**WHAT YOU NEED TO DO**
Pictures must be kept out of the copy. Every entry is to be duplicated exactly.

[GIVEN INFORMATION Boundary: Start]

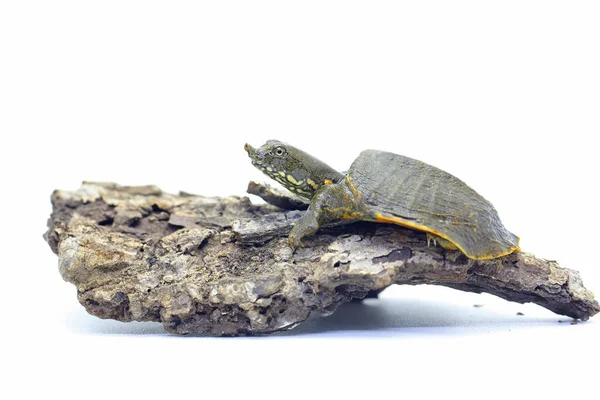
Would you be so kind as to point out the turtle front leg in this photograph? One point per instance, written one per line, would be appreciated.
(311, 221)
(330, 203)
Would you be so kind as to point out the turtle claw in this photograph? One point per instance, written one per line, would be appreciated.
(295, 242)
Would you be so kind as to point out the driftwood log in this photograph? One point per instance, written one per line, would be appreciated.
(222, 266)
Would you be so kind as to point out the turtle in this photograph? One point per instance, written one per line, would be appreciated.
(385, 187)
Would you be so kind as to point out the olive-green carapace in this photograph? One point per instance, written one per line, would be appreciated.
(388, 188)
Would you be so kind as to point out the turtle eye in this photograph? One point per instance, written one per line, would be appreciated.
(279, 151)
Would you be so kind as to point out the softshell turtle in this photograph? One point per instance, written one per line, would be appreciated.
(389, 188)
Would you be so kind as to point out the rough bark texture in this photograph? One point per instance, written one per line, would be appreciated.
(222, 266)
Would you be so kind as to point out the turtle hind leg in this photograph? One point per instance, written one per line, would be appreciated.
(444, 243)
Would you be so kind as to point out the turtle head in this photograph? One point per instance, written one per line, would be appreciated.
(298, 171)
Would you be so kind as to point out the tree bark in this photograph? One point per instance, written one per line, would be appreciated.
(222, 266)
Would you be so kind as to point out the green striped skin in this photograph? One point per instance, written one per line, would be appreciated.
(298, 171)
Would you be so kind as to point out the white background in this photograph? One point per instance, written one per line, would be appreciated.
(503, 94)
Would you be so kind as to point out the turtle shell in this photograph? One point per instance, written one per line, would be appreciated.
(411, 193)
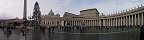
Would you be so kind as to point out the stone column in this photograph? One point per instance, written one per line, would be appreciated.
(65, 23)
(110, 22)
(93, 22)
(126, 21)
(129, 20)
(116, 21)
(132, 20)
(142, 21)
(104, 22)
(135, 20)
(121, 21)
(138, 19)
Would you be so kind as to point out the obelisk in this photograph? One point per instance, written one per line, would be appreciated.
(25, 10)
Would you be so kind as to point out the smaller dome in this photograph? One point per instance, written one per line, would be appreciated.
(51, 13)
(58, 15)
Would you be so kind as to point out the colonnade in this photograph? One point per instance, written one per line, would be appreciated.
(134, 19)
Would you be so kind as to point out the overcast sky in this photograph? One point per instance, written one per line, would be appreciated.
(14, 8)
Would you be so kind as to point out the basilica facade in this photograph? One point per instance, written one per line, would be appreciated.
(91, 17)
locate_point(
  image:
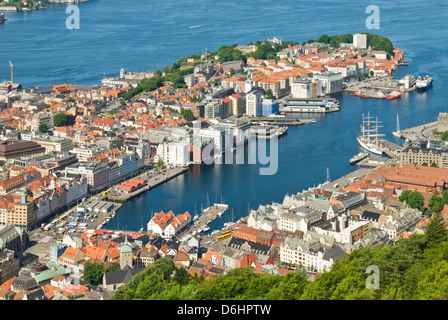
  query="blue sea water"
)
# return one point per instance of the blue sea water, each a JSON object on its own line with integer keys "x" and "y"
{"x": 118, "y": 34}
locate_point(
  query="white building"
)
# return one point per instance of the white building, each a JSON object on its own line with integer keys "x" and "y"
{"x": 360, "y": 41}
{"x": 306, "y": 89}
{"x": 83, "y": 154}
{"x": 221, "y": 136}
{"x": 253, "y": 103}
{"x": 175, "y": 153}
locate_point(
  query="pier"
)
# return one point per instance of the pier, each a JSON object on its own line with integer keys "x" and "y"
{"x": 152, "y": 182}
{"x": 208, "y": 215}
{"x": 347, "y": 179}
{"x": 424, "y": 131}
{"x": 389, "y": 148}
{"x": 281, "y": 121}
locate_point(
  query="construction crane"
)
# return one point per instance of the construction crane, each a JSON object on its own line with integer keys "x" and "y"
{"x": 12, "y": 84}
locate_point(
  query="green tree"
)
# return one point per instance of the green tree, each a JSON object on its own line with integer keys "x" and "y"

[GIVEN INFORMATION Boundary: End]

**ANSWER FOR THIS EXERCISE**
Would you be so kind as to point out the turtle front leg in this photograph? One point per instance, written one per line, would be appreciated.
(311, 221)
(330, 203)
Would you be so kind as to point out the turtle claw in this photograph? One point per instance, written one per line, would be appreciated.
(295, 242)
Would you be so kind as to point out the driftwood log in this photograph? One point per instance, written one per line, would be appreciated.
(222, 266)
Would you be so kind as to point out the turtle in this photograph? One point per instance, written one per line, would be appreciated.
(385, 187)
Would you be so kind as to point out the olive-green carapace in this photograph? One point per instance, written one per line, would be appreciated.
(388, 188)
Would you be so kind as to point out the turtle eye in this photograph? One point per instance, written one per line, would be appreciated.
(279, 151)
Would you be so kind as to point out the softshell turtle in this photograph? One point per instance, written one per line, would be appreciated.
(389, 188)
Would you be so kind as to point out the rough bark texture in this photograph? One point per instance, written one per line, would be appreciated.
(222, 266)
Would you be so kind as to point out the turtle hind leg in this photograph? One point per instance, written one per line, would be appreciated.
(444, 243)
Would you be so kind as to point out the turtle head in this photograph? One point per instance, written one per line, would be appreciated.
(298, 171)
Would you be so kind as to point out the tree bark in this photograph? One point per instance, written one per line, would be appreciated.
(222, 266)
Would you be so kind as to point out the green striped skin in this photograph? One point per instance, written one per line, would be appreciated.
(298, 171)
Would you be so kind as to point out the white background in this photograph? One point per instance, written one per line, would be appreciated.
(503, 94)
Would you be so kind as to point out the turtle shell in this photograph? One point per instance, written one per line, would be appreciated.
(411, 193)
Would you be so kind as to point out the stone column in this photograph? One point per instance, written one per line, would be appreciated.
(65, 23)
(110, 22)
(93, 22)
(126, 21)
(129, 20)
(116, 21)
(132, 20)
(142, 21)
(104, 22)
(135, 20)
(121, 21)
(138, 19)
Would you be so kind as to point out the obelisk in this photograph? One point per instance, written one per line, would be appreciated.
(25, 10)
Would you be so kind as to point out the smaller dome in this photograph? One point per instance, written one per line, would be appreciated.
(51, 13)
(58, 15)
Would you be so kind as to point out the colonnade in this photograph? One point per instance, written one per line, would be appreciated.
(134, 19)
Would you be so kind as to point out the overcast sky in this photograph? One point per instance, written one per line, would be appreciated.
(14, 8)
Would you be so kind as to point out the basilica facade in this photograph? One point per instance, written one per line, would be appreciated.
(91, 17)
locate_point(
  image:
  query="blue sea water"
)
# return one point per instance of the blue sea water, each a JSON object on its own line with integer keys "x" and "y"
{"x": 118, "y": 34}
locate_point(
  query="white building"
)
# return one point per instance of the white building, each a JSON object on its own line with integer keys "x" and "y"
{"x": 360, "y": 41}
{"x": 306, "y": 89}
{"x": 83, "y": 154}
{"x": 221, "y": 136}
{"x": 253, "y": 103}
{"x": 175, "y": 153}
locate_point(
  query="pier"
)
# return one point per instance of the pier, each a JSON object on its own line with integer keys "x" and "y"
{"x": 152, "y": 182}
{"x": 208, "y": 215}
{"x": 347, "y": 179}
{"x": 424, "y": 131}
{"x": 389, "y": 148}
{"x": 281, "y": 121}
locate_point(
  query="construction crane"
)
# return one point per instance of the construction crane, each a JSON object on its own line with integer keys "x" and "y"
{"x": 12, "y": 84}
locate_point(
  query="green tree"
)
# return one point per instance of the green tree, each a JSON object on its own line with integer keys "x" and "y"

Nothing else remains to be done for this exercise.